┌──

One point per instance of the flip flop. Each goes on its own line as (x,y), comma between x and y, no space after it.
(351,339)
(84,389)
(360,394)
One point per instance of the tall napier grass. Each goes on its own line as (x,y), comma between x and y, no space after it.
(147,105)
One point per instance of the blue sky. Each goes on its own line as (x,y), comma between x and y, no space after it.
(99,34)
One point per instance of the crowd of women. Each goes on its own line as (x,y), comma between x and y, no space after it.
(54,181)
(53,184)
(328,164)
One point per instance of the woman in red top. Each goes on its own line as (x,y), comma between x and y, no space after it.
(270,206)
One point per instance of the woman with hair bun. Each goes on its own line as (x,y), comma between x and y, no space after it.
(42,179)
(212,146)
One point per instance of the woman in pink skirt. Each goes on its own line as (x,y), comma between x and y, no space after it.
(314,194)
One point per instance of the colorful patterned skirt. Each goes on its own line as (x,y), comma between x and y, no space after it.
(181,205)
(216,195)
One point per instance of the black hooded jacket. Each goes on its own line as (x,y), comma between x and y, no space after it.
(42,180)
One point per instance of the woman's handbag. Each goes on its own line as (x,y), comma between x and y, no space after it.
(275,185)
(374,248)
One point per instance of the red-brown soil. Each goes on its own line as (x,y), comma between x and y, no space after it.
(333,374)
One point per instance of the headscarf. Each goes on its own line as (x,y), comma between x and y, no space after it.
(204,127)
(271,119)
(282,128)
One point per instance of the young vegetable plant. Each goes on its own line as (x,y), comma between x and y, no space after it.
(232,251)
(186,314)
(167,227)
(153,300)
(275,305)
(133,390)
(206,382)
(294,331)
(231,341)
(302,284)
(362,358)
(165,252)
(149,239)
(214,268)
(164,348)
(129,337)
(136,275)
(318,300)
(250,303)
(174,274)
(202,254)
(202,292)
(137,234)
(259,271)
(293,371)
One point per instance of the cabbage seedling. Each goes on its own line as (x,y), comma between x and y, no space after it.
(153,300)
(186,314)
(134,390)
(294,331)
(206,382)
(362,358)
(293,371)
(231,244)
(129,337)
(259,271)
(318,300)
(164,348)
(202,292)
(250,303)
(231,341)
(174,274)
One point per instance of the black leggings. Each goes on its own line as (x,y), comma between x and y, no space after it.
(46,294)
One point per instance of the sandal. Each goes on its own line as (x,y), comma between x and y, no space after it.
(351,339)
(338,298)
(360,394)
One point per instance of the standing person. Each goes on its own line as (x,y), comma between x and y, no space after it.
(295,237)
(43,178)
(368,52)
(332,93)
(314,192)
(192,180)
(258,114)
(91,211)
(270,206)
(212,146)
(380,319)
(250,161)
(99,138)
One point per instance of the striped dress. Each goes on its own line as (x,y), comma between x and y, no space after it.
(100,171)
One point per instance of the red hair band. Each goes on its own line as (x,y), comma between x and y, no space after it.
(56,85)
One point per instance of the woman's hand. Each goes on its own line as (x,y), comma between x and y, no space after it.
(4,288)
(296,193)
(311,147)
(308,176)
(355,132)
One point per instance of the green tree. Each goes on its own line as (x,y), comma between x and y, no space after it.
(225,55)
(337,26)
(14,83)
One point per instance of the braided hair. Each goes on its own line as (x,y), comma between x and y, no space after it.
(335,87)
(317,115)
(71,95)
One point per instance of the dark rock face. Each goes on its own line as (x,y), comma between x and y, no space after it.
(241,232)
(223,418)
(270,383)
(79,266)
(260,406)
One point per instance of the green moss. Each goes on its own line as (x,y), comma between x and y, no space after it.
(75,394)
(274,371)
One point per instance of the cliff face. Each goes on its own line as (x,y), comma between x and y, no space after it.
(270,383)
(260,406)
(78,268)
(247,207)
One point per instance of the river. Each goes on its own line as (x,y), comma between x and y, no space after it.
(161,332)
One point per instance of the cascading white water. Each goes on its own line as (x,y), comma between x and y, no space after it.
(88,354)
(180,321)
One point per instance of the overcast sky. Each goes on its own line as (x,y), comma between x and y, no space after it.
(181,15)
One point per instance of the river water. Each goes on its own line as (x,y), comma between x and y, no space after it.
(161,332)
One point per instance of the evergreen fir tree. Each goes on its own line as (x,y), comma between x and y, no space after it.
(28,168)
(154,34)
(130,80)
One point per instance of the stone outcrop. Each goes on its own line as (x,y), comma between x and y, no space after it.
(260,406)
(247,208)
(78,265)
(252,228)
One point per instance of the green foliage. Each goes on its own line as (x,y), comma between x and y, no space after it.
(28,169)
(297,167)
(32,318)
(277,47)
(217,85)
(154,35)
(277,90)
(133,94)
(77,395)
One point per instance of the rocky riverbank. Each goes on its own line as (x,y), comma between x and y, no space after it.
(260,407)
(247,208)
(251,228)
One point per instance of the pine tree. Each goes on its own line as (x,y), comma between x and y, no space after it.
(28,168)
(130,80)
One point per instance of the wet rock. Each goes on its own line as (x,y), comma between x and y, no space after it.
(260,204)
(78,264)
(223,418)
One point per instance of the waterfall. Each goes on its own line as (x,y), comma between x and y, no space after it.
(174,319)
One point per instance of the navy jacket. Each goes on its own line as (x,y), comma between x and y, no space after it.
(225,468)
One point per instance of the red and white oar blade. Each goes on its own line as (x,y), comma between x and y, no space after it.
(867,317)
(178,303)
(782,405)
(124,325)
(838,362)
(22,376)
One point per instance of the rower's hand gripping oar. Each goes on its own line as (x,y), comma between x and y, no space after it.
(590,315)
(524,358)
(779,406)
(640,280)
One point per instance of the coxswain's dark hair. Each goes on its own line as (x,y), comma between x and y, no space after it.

└──

■ **Given problem**: Lay out as a numbered list the lines of the items from the one containing "One point per instance of the evergreen" through the final line, inclusive, leaving out any blank lines.

■ **Complete output**:
1. One point per instance of the evergreen fir tree. Each goes on its own line as (x,y), comma between x and y, no space after it.
2. (28,168)
3. (154,34)
4. (130,80)
5. One point per instance of the stone outcrop. Each goes on its own line as (x,y), comma between x and y, no space after it.
6. (260,406)
7. (247,208)
8. (78,265)
9. (252,228)
10. One point per instance of the green foliage. Each goes on its own line as (x,y), comma between x and y, no space after it.
11. (28,169)
12. (297,167)
13. (32,318)
14. (277,47)
15. (217,85)
16. (154,35)
17. (277,90)
18. (133,94)
19. (77,395)
20. One point per instance of the rocky riverbank. Each goes on its own line as (x,y), comma between x and y, no space after it.
21. (260,407)
22. (247,208)
23. (251,228)
24. One point per instance of the pine tree. Each goes on its own line as (x,y), comma between x and y, no space after it.
25. (28,168)
26. (130,80)
27. One point per instance of the wet rock. Each goes on its own line as (x,y), comma between x and y, no space after it.
28. (260,204)
29. (78,264)
30. (223,418)
31. One point per instance of the waterfall. Each goes on its own line as (x,y), comma between x and y, no space after it.
32. (174,319)
33. One point per instance of the navy jacket. Each goes on its own line as (x,y), comma between x and y, no space after it.
34. (225,468)
35. One point per instance of the red and white oar blade. Each goes on its own line as (x,y), comma between x and y, no space after it.
36. (867,317)
37. (178,303)
38. (782,405)
39. (124,325)
40. (838,362)
41. (22,376)
42. One point per instance of the rower's hand gripping oar. Each goes on its own line as (x,y), comma between x and y, no space after it.
43. (590,315)
44. (524,358)
45. (779,406)
46. (640,280)
47. One point per instance of the coxswain's dark hair. Each goes on its own line as (x,y), comma between x and y, no space after it.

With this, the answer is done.